• _Task_
Using the entries below, transcribe exactly the line containing "Expected output, for every instance of the overcast" and each line that follows it to the end.

• _Provided data_

-.-.-

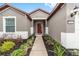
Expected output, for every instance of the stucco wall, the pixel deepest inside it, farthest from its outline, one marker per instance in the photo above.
(57, 24)
(39, 14)
(22, 22)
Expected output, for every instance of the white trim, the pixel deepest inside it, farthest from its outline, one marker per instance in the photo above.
(4, 10)
(4, 29)
(39, 18)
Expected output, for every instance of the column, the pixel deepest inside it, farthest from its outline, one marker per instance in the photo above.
(32, 28)
(46, 27)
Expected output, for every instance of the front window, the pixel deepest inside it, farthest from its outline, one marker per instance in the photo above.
(9, 24)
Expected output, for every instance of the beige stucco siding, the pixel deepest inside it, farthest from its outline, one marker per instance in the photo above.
(22, 22)
(39, 14)
(57, 24)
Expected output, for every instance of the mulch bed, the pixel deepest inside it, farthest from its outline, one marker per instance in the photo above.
(48, 48)
(18, 44)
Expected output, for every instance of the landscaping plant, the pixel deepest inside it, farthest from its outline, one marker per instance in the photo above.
(18, 52)
(58, 49)
(6, 46)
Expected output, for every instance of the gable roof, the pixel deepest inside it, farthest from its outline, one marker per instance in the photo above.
(39, 10)
(8, 5)
(57, 7)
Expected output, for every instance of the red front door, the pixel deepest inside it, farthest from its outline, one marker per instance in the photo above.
(39, 28)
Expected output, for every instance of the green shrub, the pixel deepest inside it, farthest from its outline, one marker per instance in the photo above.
(30, 41)
(58, 49)
(18, 52)
(7, 45)
(25, 46)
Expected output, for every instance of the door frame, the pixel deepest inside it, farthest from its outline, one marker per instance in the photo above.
(42, 26)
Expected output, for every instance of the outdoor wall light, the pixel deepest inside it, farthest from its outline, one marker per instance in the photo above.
(70, 21)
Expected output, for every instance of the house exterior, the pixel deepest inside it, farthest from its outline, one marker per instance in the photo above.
(62, 23)
(15, 22)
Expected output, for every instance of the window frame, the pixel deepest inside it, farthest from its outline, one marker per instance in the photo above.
(4, 23)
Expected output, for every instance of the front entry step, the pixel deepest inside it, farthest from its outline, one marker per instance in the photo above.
(38, 47)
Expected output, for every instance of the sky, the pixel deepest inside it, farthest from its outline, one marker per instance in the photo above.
(29, 7)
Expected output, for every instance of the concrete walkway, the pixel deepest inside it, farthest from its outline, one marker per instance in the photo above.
(38, 48)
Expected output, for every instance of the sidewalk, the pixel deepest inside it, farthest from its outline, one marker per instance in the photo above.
(38, 48)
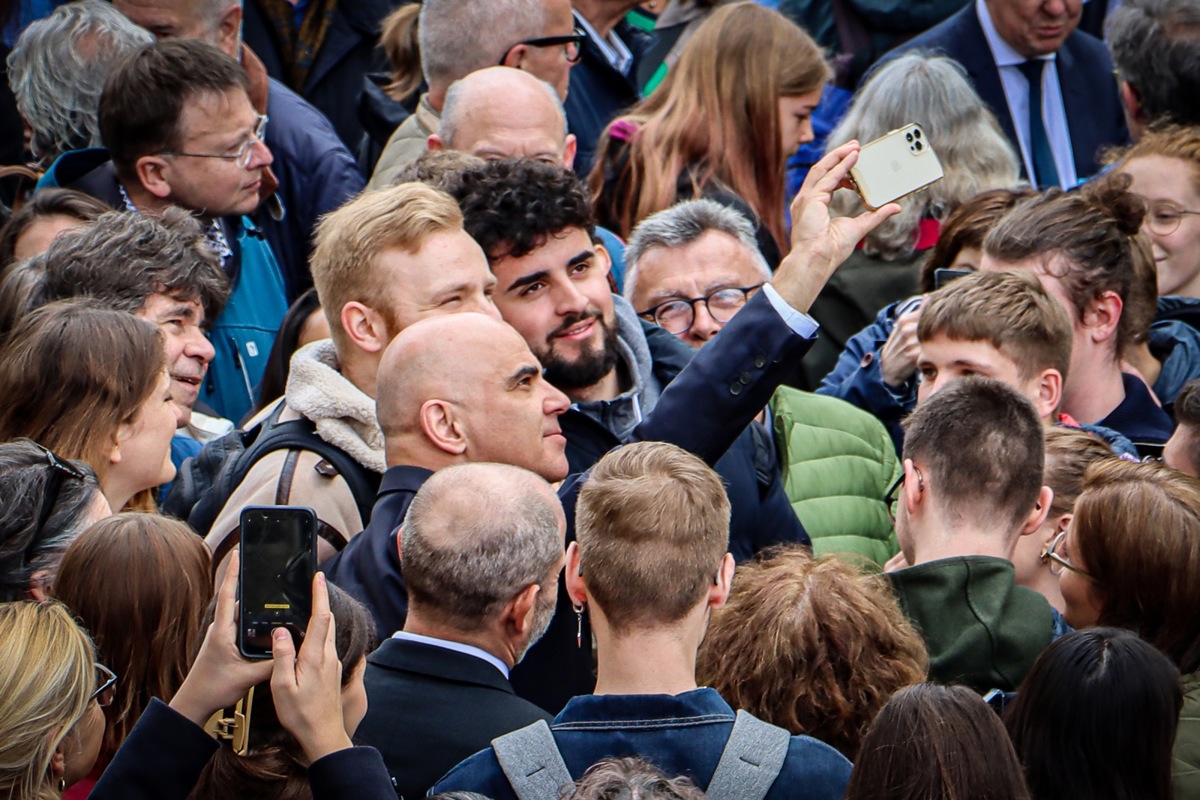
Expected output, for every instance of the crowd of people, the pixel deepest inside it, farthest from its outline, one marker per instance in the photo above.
(647, 459)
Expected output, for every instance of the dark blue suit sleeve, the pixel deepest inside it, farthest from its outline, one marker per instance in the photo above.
(727, 384)
(161, 759)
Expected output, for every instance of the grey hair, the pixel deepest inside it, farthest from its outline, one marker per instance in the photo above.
(460, 36)
(474, 536)
(933, 91)
(24, 548)
(681, 226)
(58, 71)
(453, 108)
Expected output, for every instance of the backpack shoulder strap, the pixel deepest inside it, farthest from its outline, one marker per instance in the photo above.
(750, 762)
(532, 763)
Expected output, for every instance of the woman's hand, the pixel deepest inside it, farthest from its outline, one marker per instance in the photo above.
(898, 356)
(307, 689)
(221, 675)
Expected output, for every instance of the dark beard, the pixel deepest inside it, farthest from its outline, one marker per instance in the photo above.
(591, 366)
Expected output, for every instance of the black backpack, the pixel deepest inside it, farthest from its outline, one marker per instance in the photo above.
(208, 480)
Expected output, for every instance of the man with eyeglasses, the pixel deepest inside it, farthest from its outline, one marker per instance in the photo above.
(459, 37)
(180, 131)
(535, 223)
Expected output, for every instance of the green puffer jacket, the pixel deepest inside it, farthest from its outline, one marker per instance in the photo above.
(838, 463)
(1186, 768)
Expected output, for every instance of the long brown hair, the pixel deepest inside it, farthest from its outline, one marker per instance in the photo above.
(1137, 533)
(71, 373)
(936, 743)
(813, 645)
(139, 583)
(718, 112)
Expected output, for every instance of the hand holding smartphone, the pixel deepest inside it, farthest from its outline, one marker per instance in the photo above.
(279, 559)
(895, 166)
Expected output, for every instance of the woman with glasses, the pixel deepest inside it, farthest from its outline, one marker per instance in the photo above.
(45, 501)
(51, 696)
(139, 584)
(736, 106)
(1131, 558)
(1095, 719)
(91, 383)
(1165, 169)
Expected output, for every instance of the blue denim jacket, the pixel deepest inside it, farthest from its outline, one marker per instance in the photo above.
(681, 734)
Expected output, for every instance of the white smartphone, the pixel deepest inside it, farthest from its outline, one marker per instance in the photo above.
(895, 166)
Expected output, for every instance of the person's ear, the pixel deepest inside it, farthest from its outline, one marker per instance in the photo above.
(1049, 392)
(576, 585)
(365, 328)
(442, 427)
(228, 34)
(515, 56)
(913, 487)
(719, 593)
(1039, 511)
(604, 260)
(40, 585)
(1103, 316)
(569, 146)
(154, 174)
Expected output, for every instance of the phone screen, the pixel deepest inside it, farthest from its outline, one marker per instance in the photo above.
(279, 558)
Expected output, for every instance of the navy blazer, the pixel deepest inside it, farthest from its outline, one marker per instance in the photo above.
(703, 410)
(430, 708)
(1090, 97)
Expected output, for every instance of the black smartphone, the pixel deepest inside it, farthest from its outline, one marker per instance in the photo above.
(279, 559)
(941, 277)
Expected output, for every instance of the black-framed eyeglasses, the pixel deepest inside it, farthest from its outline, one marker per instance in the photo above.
(244, 154)
(892, 499)
(677, 316)
(1059, 561)
(58, 470)
(571, 44)
(106, 686)
(1163, 218)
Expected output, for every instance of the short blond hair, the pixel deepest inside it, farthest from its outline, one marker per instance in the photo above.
(652, 524)
(349, 241)
(47, 675)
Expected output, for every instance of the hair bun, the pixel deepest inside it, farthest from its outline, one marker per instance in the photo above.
(1111, 194)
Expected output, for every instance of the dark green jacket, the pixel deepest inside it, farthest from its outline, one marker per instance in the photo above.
(981, 629)
(1186, 768)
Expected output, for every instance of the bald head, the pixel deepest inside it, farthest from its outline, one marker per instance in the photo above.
(465, 388)
(504, 113)
(462, 566)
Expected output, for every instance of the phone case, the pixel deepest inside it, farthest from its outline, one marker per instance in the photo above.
(895, 166)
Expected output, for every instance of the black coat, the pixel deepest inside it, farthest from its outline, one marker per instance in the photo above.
(430, 708)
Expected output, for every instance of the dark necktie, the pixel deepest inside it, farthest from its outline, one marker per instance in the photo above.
(1047, 174)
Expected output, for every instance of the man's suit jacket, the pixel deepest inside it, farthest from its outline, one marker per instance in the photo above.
(703, 410)
(430, 708)
(1085, 74)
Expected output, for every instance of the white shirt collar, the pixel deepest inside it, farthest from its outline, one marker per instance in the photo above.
(457, 647)
(1002, 53)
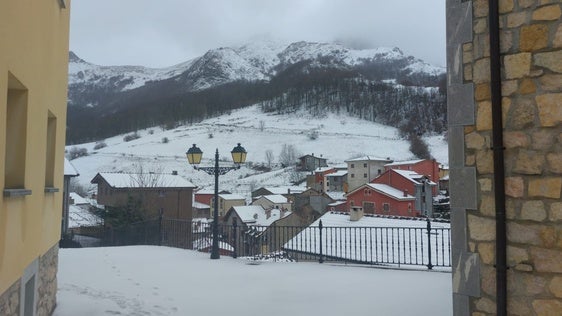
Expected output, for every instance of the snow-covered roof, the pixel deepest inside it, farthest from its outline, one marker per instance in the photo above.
(78, 199)
(411, 175)
(69, 169)
(256, 215)
(390, 191)
(230, 197)
(339, 173)
(79, 216)
(149, 180)
(336, 219)
(406, 162)
(249, 213)
(275, 198)
(336, 195)
(200, 205)
(323, 169)
(368, 158)
(285, 189)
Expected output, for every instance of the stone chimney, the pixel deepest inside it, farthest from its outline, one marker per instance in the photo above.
(355, 213)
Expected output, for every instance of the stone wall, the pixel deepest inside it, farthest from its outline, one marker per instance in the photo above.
(46, 289)
(531, 55)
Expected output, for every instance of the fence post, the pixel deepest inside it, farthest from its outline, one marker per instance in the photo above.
(429, 265)
(321, 260)
(160, 228)
(234, 226)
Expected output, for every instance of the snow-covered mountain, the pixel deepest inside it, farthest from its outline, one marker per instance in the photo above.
(381, 85)
(88, 83)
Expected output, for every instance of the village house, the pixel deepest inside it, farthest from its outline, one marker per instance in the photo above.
(317, 180)
(168, 195)
(363, 170)
(311, 162)
(427, 167)
(69, 173)
(226, 201)
(33, 103)
(287, 191)
(376, 198)
(273, 202)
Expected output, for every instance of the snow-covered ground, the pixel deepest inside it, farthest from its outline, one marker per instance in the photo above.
(145, 280)
(340, 137)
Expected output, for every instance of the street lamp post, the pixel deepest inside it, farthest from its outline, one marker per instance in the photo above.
(194, 155)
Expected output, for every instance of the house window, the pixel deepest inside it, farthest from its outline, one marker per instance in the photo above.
(16, 134)
(51, 150)
(386, 207)
(369, 207)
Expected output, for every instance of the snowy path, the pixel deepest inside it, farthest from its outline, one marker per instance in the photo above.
(143, 280)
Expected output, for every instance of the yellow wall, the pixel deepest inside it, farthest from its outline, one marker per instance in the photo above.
(34, 49)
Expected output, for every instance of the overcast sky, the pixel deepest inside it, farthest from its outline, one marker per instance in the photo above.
(167, 32)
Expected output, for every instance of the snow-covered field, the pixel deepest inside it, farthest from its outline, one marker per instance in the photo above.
(340, 137)
(145, 280)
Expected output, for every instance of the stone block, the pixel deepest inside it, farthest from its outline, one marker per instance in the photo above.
(547, 260)
(475, 141)
(517, 65)
(524, 233)
(516, 255)
(466, 271)
(547, 13)
(555, 286)
(517, 19)
(545, 187)
(485, 184)
(549, 60)
(482, 92)
(486, 250)
(462, 187)
(543, 139)
(527, 86)
(554, 162)
(533, 37)
(484, 116)
(550, 108)
(551, 82)
(515, 139)
(558, 37)
(534, 211)
(481, 71)
(514, 186)
(460, 104)
(481, 228)
(485, 305)
(487, 206)
(555, 213)
(522, 115)
(529, 162)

-.-.-

• _Result of this exercise_
Expected output, for every instance of the overcast sky, the pixel deepest inside it, farthest from its outline, one marker per instance in the photo above.
(167, 32)
Expected output, for every instance of the snow-covered field, the pixel deepest inside it, farthest from its outline, one marker per instance in the photo above.
(340, 137)
(145, 280)
Expected output, for every instance of the stone block, the pixel deepest inside it, farthest from its outline, one marker per instance in the photo above.
(547, 260)
(475, 141)
(517, 65)
(524, 233)
(516, 255)
(466, 271)
(547, 13)
(555, 286)
(517, 19)
(545, 187)
(485, 184)
(549, 60)
(482, 92)
(486, 250)
(462, 187)
(543, 139)
(527, 86)
(554, 162)
(533, 37)
(484, 116)
(550, 108)
(551, 82)
(515, 139)
(558, 37)
(534, 211)
(481, 71)
(514, 186)
(460, 104)
(481, 228)
(485, 305)
(487, 206)
(555, 213)
(522, 115)
(529, 162)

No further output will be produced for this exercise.